Task description: Retype the part of the travel blog entry from "Just outside of" up to and including "sold as well." with no changes.
++++ Reading passage ++++
Sunday, April 30, 2017

Acapulco to Salinas Cruz

Our initial stage adventure, with it's vacation stops, is coming closer to an end.  After Cancun, it is all free form and we will start looking for a place to hang out for a bit longer than a week or two.  So far, we have travelled about 2,500 miles - passed over many topes (and hit hard on more than we wanted to), paid about as much in toll fees as we have in gas but have driven a surprising distance on less gas that we had expected.  Our fuel consumption from Acapulco to Salinas has averaged a little over 50 mpg and we have not filled up since about 20 km outside of Acapulco.

Just outside of Acapulco, we stopped in San Marcos for gas - the car is filthy now after over 2,000 miles of driving in very dusty conditions and we could barely see out of the side windows anymore.  Gerald started cleaning the side windows and the attendant began cleaning all of the windows off with a small jet of water - we almost had a car wash while filling up.  The windows all had a good cleaning and we could see much better for many miles after that.

It is amazing how everything changes within a few miles from one place to another.  The stalls that we passed at the side of the road suddenly became filled with beautiful baskets, clay pots and brooms.  A few miles later we were back to the common coconut stalls but we started seeing plantains being sold as well.

In Islaltepec, clothing and salt were the main item being sold, the most beautifuly embroidered dresses and huge sacks of salt.

Can you imagine buying salt in huge sacks like this?  It is pure sea salt and very cheap - I guess the amount of salt you use depends on how many margaritas you drink?  To be fair it is very coarse salt and is used a lot in cooking.  When the weather is this humid (Think Houston or Durban) you need salt to replace what has been sweated out.
++++ Provided data ++++
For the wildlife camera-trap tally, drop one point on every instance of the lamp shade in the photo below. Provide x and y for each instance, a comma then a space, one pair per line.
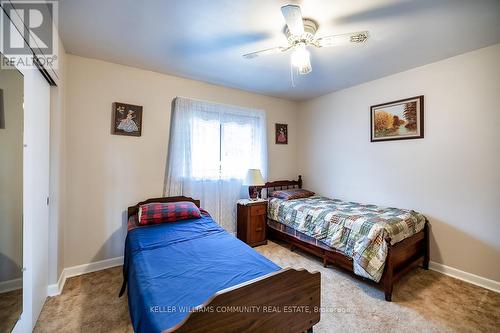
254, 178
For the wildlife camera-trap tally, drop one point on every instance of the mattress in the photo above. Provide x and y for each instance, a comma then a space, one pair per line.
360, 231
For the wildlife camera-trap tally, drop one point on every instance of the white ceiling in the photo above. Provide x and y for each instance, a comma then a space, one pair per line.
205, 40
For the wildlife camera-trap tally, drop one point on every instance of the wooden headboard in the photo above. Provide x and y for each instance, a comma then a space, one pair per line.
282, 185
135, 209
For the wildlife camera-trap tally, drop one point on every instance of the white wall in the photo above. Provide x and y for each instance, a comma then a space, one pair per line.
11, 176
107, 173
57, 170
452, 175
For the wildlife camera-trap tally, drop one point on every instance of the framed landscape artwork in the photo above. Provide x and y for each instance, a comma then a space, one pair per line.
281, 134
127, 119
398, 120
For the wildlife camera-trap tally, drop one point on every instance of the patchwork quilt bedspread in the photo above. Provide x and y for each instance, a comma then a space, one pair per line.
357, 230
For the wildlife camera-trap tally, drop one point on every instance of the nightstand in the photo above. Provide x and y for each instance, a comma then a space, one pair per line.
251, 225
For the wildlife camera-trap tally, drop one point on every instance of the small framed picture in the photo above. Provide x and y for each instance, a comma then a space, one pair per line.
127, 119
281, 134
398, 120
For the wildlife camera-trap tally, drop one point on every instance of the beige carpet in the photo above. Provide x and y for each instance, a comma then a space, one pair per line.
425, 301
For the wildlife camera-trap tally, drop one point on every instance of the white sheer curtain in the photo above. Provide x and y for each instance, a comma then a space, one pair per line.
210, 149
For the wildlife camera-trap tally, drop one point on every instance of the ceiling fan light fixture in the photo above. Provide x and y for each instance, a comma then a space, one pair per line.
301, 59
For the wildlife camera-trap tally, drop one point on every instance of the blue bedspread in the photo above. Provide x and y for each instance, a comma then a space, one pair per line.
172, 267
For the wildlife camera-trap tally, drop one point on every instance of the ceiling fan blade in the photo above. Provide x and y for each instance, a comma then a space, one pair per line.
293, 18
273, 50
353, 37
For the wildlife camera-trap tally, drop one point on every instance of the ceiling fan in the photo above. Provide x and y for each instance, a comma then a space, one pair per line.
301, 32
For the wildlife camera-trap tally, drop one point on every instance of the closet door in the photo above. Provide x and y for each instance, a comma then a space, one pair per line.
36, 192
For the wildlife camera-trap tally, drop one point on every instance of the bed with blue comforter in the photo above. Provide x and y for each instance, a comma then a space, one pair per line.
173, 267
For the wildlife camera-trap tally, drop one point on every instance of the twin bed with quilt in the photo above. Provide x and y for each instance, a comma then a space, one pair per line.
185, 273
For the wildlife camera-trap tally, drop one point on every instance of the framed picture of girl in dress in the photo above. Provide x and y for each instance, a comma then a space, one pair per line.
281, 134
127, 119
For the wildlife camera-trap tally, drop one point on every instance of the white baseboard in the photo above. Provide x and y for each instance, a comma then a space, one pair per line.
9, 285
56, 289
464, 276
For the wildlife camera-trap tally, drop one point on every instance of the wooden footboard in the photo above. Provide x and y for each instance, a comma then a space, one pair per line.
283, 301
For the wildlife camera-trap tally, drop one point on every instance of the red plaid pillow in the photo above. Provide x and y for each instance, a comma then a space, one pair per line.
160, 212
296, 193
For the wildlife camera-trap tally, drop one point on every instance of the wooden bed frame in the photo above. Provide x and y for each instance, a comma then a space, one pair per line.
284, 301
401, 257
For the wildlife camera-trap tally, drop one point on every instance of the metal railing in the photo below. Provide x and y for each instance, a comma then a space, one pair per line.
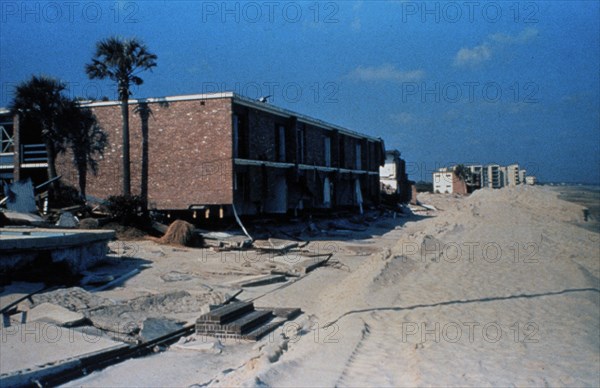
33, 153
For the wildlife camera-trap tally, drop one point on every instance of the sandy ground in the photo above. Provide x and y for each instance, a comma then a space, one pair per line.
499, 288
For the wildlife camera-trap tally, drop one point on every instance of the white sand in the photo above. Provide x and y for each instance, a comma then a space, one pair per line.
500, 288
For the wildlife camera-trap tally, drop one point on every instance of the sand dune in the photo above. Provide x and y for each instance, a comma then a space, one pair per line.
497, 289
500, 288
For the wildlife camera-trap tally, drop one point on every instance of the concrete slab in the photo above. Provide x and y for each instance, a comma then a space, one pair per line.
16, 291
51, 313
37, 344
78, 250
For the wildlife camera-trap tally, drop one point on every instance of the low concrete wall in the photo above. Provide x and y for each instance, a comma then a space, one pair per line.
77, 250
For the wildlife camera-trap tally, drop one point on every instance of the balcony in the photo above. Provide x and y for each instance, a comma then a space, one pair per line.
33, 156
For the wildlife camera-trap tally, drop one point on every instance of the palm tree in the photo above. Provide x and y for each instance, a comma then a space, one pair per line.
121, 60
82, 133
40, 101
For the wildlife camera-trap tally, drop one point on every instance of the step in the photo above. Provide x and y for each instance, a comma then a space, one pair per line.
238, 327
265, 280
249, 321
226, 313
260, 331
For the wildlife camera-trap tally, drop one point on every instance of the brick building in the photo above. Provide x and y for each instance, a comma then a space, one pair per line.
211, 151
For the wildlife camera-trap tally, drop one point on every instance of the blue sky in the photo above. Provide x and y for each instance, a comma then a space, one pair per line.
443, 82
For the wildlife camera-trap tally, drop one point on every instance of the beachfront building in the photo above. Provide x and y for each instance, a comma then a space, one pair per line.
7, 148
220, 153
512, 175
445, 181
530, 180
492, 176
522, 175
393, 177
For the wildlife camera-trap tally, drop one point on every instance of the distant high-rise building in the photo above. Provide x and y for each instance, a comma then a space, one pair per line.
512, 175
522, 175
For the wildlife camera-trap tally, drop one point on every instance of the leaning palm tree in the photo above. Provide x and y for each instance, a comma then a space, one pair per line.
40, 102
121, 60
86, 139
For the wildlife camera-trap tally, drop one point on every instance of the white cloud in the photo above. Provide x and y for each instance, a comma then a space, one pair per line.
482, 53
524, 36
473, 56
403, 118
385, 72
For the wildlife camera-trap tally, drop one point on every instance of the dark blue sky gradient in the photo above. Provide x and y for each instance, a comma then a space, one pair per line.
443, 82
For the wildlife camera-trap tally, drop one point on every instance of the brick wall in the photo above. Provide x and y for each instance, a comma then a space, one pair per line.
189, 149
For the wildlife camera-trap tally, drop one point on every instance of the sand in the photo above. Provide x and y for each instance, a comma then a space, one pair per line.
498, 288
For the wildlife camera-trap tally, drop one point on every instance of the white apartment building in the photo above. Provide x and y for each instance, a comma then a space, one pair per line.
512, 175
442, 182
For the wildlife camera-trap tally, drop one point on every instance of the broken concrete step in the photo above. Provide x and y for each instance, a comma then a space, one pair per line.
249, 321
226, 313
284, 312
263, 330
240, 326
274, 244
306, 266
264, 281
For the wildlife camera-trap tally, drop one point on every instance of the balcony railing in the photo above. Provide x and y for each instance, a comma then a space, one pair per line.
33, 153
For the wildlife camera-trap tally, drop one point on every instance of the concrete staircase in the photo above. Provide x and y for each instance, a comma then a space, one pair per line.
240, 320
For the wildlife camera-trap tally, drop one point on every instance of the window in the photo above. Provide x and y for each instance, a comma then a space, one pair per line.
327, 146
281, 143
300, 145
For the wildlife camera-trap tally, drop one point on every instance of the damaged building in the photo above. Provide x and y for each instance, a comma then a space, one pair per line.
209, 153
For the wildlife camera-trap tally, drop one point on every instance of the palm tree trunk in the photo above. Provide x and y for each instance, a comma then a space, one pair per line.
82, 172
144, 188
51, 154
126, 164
++++
Solved problem:
Just outside of Acapulco, we stopped in San Marcos for gas - the car is filthy now after over 2,000 miles of driving in very dusty conditions and we could barely see out of the side windows anymore.  Gerald started cleaning the side windows and the attendant began cleaning all of the windows off with a small jet of water - we almost had a car wash while filling up.  The windows all had a good cleaning and we could see much better for many miles after that.

It is amazing how everything changes within a few miles from one place to another.  The stalls that we passed at the side of the road suddenly became filled with beautiful baskets, clay pots and brooms.  A few miles later we were back to the common coconut stalls but we started seeing plantains being sold as well.